» **Exercise details**:
Render the stretch of records below from the line containing "If you could tag every instance of the white tennis" through the line containing "point(708, 1180)", both included, as a JSON list of strings with one string per line and no blank lines. Omit the pictures from the list.

Records from a data source
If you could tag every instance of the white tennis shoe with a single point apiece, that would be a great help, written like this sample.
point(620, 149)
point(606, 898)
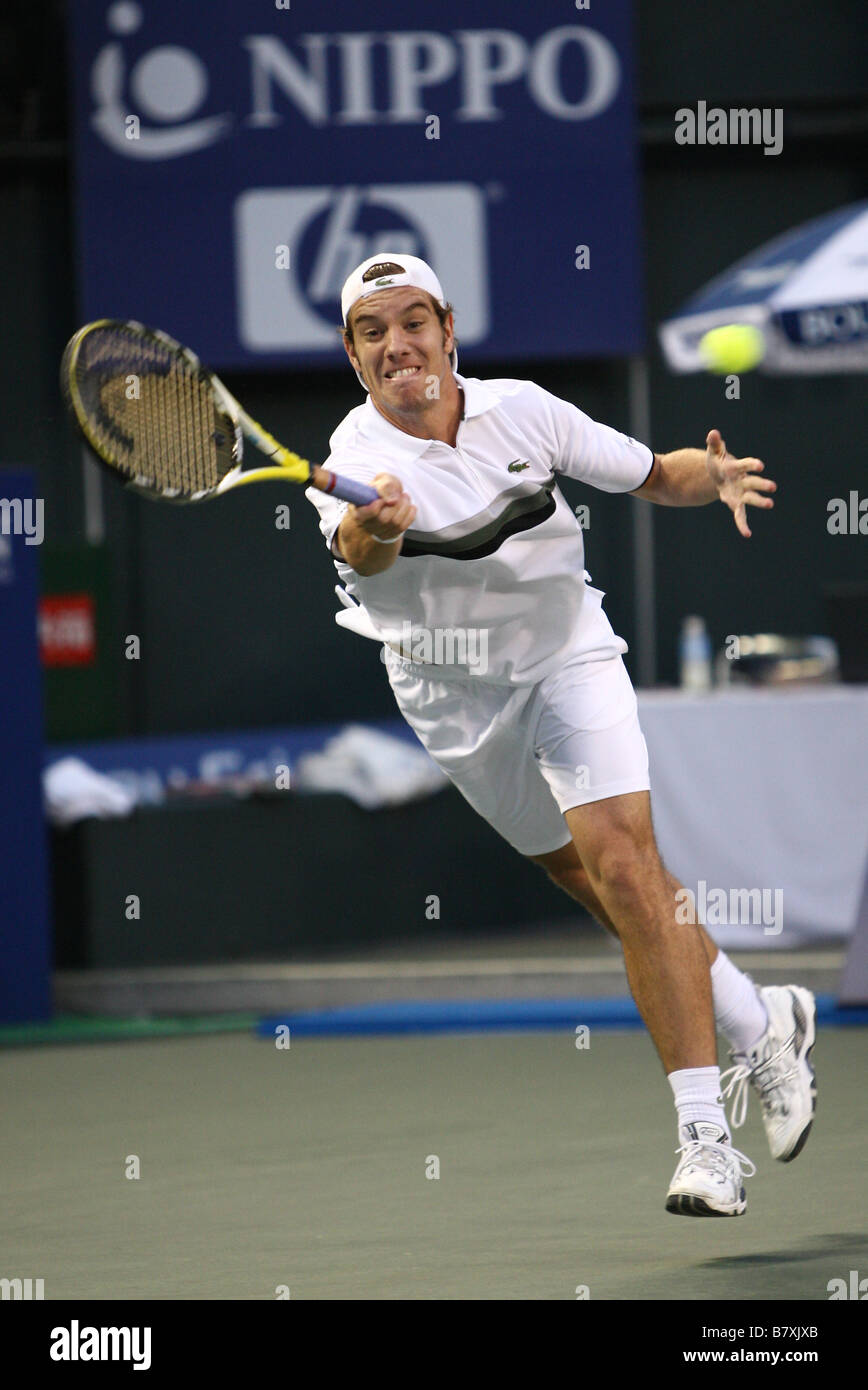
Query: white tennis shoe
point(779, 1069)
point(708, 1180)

==

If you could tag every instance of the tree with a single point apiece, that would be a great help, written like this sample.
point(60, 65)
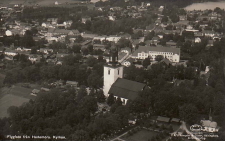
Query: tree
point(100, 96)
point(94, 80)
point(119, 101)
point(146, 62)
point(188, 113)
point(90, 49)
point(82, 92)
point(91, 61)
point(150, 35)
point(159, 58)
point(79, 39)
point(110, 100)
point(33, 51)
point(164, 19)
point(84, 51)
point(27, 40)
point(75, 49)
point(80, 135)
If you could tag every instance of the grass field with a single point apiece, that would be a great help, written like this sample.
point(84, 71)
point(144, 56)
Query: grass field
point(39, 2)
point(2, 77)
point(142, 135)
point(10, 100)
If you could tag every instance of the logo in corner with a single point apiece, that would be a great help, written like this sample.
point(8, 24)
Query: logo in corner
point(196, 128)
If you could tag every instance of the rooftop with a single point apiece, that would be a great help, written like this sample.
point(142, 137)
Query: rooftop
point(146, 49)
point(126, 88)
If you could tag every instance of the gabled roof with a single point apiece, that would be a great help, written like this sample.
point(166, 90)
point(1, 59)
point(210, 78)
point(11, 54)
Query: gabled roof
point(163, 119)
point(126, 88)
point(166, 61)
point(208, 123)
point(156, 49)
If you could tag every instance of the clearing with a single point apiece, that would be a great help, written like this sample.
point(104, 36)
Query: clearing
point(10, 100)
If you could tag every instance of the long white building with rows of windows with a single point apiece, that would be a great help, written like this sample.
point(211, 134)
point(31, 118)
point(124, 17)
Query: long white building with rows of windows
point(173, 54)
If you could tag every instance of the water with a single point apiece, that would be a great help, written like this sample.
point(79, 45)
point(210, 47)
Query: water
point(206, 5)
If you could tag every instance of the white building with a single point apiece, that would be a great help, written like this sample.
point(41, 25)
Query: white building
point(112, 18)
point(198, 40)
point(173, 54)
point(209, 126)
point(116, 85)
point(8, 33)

» **Written response**:
[
  "If you could tag every instance of the white tennis shoe with a single point apiece, that would be a great help, written like this sample.",
  "point(620, 149)",
  "point(606, 898)",
  "Query: white tennis shoe",
  "point(779, 1069)",
  "point(708, 1180)"
]